Excerpted passage:
>> Start
Monday, September 21, 2015

The Lord has blessed me...

I am truly blessed with such strong women in my life.

God gave me a mother that blows my mind everyday. She is the strongest woman I have ever seen. She has endured so much and I have seen her time and time again get back up and fight again. I have only seen my mom cry a handful of times but she has never let the situation stop her from moving on. She finds hope and strength in God and her faith is inspiring. She never stops loving someone, no matter what they've done. I pray someday I can be just like her. Full of faith. Full of love. And full of hope.

God also gave me a twin sister. She is my world. My inspiration. My joy. Adri is a dedicated athlete and her strength and comittment to whatever sport makes me proud and inspired. She does everything with 110%. When she makes mistakes she'll push harder to do better. Her faith is strong and she shows me how to make a relationship with God more personal. She is kind and loving. When under stress, she might crumble for a moment but she always takes what's in front of her and deals with it. She can put on a smile in the midst of chaos. She stays strong for me, and I am thankful for it. I want to be like her. Strong. Dedicated. And true.

Rain, is my other sister. We aren't blood related but our hearts are connected. She inspires me to take each day with a fresh perspective. Her trials have been similar to mine, and some worse off than mine. She stays strong for me, and pushes herself despite the difficulties some days throw at her. She is cheerful and positive. And I know I can count on her. She gives hope, love, and wisdom to me and I am eternally grateful. I want to be like her. Inspiring. Determind. And honest.
>> End
Recorded information:
>> Start
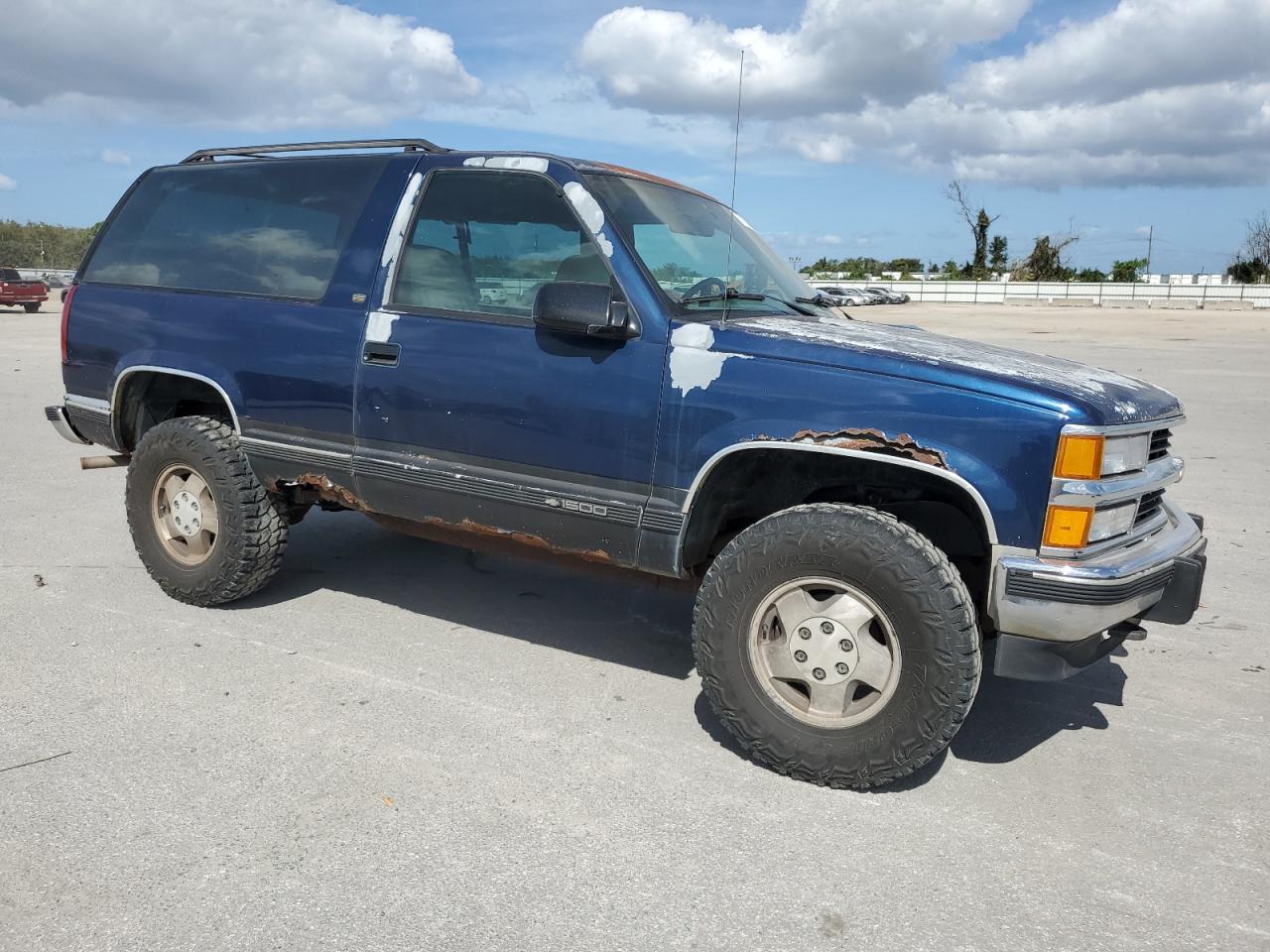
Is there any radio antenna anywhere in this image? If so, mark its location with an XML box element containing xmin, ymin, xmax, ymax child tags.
>> End
Task instructions:
1. For the blog post about the strong women in the writer's life, decide whether each statement agrees with it: (a) the writer has often seen the mother cry; (b) Rain is related to the writer by blood; (c) the mother finds hope and strength in God. Answer yes or no for each, quoting the deciding words.
2. Resume the blog post about the strong women in the writer's life, starting after its final sentence.

Response list:
1.
(a) No: "I have only seen my mom cry a handful of times"
(b) No: "We aren't blood related but our hearts are connected."
(c) Yes: "She finds hope and strength in God"

2.
Thank you Jesus for these women and the other women you have put on my life. I pray you give every girl amazing role models as you have given me. Bless each girl and woman in the world today and forever. Amen.

Wednesday, September 9, 2015

Love

Isn't it weird how you can love someone but still not realize how much you truly do until they are gone?

There are hundreds of types or "levels" of love. There is a love of a brother and sister or a sister and sister; a love only twins can have; a love of a parent and their child or a child to their parent; a love between friends; and a love between a husband and wife.

I know I love my parents. Yes, its hard at times when they seem to ask the impossible, correct me, or embarrass me, but at the end of the day I love them. I love my twin sister. She's everything to me. In some ways this love is greater than my love for my parents. This may sound cliche, but she and I are connected at heart. I will get mad at her, and we have out differences, but at the end of the day I love her more and more.  She has my utmost loyalty. I love my brothers way differently then my sister. It is more of a conditional love, I must say, but I love them because they are family and sometimes they are fun. I love my friends. Some on a different level. Some I bear my heart and soul to. Some I give bits and pieces. But I love them all and they have my time, my support, and my friendship.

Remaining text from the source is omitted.